TEXT
....
- Born: September 24, 1891 Philadelphia, Pennsylvania, US
- Died: December 13, 1944 (aged 53) Philadelphia, Pennsylvania, US
- Genres: Sacred
- Occupations: Musician, composer
- Instruments: Piano, organ

= Clarence Kohlmann =

American keyboardist and composer

Clarence R. Kohlmann (September 24, 1891 – December 13, 1944) was an American keyboardist and composer. He achieved renown for his arrangements of sacred music for the piano and organ.

He was educated in public schools and in music with private tutors. At age 17, he began composing original hymns and arranging musical settings for psalms.

From 1924 until his death in 1944, he was the resident organist at the Ocean Grove Great Auditorium organ in Ocean Grove, New Jersey. His work, The Storm, a display piece for the Auditorium organ, is a medley of songs with sound effects. It portrays an approaching Civil War battle followed by the return of peace as the storm subsides. It was recorded there in 1929, performed by Kohlmann.

==Works==
===Arrangements and transcriptions===
- "Just As I Am Without One Plea", by Charlotte Elliott, arr. for piano
- "I Love to Tell the Story", by William G. Fischer, arr. for handbells
- The Storm, composed for the Ocean Grove Auditorium (1926)
- "Nobody Knows the Trouble I've Seen", transcribed for organ
- "Silent Night", by Franz Gruber, arranged for organ (1936)
....
Saved entries
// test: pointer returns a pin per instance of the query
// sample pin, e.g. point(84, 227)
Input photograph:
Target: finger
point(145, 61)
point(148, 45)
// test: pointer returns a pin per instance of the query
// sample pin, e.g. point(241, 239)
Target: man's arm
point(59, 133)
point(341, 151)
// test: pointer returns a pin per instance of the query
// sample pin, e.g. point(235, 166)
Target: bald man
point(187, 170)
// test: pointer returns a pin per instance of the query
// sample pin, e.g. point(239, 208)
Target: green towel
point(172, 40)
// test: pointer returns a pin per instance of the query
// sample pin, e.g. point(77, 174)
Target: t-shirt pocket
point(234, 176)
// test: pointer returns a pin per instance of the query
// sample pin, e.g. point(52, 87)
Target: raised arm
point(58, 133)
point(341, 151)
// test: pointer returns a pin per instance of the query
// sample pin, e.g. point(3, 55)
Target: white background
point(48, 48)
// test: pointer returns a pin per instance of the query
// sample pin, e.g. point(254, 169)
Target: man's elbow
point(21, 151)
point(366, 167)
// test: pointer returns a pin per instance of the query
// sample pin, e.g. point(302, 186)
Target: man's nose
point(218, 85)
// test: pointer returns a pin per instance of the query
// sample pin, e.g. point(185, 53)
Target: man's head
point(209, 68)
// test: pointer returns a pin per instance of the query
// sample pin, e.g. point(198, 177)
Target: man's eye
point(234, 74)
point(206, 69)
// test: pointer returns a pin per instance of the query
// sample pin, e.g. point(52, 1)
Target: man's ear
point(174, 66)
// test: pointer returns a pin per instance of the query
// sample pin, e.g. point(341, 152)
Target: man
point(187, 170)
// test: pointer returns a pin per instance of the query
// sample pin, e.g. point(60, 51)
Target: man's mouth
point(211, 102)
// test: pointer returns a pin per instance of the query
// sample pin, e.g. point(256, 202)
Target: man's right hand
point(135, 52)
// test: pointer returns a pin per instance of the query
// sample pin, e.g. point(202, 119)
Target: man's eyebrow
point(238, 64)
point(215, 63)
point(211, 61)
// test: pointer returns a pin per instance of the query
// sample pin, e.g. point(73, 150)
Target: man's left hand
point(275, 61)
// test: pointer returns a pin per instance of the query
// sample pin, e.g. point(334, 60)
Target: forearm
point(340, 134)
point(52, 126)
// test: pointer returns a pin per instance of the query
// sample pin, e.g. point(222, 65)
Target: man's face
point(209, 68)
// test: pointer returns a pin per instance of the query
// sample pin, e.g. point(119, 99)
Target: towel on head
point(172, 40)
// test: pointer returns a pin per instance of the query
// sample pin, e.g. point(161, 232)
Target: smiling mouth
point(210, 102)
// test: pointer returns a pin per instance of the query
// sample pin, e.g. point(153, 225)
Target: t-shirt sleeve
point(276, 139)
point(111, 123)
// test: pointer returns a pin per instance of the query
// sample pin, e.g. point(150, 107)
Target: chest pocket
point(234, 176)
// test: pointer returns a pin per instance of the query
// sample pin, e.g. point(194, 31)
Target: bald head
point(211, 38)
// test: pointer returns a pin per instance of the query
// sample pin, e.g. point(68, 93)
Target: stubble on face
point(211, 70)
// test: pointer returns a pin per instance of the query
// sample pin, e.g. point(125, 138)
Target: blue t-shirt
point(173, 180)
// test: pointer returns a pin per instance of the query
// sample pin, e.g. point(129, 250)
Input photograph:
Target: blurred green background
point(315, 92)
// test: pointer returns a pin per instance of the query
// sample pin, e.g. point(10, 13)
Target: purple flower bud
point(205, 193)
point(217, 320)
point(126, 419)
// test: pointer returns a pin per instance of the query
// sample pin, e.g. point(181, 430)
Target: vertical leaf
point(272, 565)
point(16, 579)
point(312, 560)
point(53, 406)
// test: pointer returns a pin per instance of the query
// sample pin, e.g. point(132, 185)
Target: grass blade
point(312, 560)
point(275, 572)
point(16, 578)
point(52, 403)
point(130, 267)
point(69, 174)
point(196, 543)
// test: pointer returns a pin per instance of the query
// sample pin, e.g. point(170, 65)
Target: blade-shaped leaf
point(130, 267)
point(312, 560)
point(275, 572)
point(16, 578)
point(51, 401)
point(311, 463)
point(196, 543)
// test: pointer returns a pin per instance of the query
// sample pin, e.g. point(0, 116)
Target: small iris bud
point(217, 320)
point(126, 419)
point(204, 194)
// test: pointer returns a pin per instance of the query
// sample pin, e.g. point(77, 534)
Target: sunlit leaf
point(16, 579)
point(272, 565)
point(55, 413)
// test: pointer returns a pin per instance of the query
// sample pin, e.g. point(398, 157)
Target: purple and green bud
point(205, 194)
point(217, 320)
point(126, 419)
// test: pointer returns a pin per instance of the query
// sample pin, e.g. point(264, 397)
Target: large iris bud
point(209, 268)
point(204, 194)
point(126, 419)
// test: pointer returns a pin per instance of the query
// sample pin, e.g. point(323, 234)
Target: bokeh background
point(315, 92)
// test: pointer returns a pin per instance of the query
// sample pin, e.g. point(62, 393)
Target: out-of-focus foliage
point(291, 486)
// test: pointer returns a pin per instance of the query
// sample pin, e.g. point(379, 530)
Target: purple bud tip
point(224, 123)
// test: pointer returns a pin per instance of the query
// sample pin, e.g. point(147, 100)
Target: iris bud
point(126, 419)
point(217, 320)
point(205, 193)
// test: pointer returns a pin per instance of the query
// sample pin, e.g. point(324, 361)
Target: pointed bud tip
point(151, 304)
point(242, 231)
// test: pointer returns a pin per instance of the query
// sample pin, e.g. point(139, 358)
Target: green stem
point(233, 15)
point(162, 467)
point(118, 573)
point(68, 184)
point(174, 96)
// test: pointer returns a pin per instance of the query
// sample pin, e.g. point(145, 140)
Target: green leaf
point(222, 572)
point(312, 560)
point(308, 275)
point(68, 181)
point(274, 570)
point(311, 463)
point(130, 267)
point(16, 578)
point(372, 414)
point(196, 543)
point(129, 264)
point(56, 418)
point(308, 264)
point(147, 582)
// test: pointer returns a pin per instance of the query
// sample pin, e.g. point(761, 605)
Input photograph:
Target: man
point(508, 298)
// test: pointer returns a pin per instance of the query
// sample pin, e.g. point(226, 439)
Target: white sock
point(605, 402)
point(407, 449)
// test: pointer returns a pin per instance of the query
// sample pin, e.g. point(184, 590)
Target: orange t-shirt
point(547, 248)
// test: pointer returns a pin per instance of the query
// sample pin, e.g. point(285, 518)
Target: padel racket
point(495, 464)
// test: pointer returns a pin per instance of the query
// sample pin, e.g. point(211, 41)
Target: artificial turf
....
WRITTEN TASK
Answer these questions using the Clarence Kohlmann text.
1. At what age did Kohlmann begin composing original hymns?
2. In what year did he become the resident organist at the Ocean Grove Great Auditorium organ?
3. For which instrument was "Silent Night" arranged?

ANSWER FOR THIS EXERCISE
1. At age 17.
2. 1924.
3. The organ.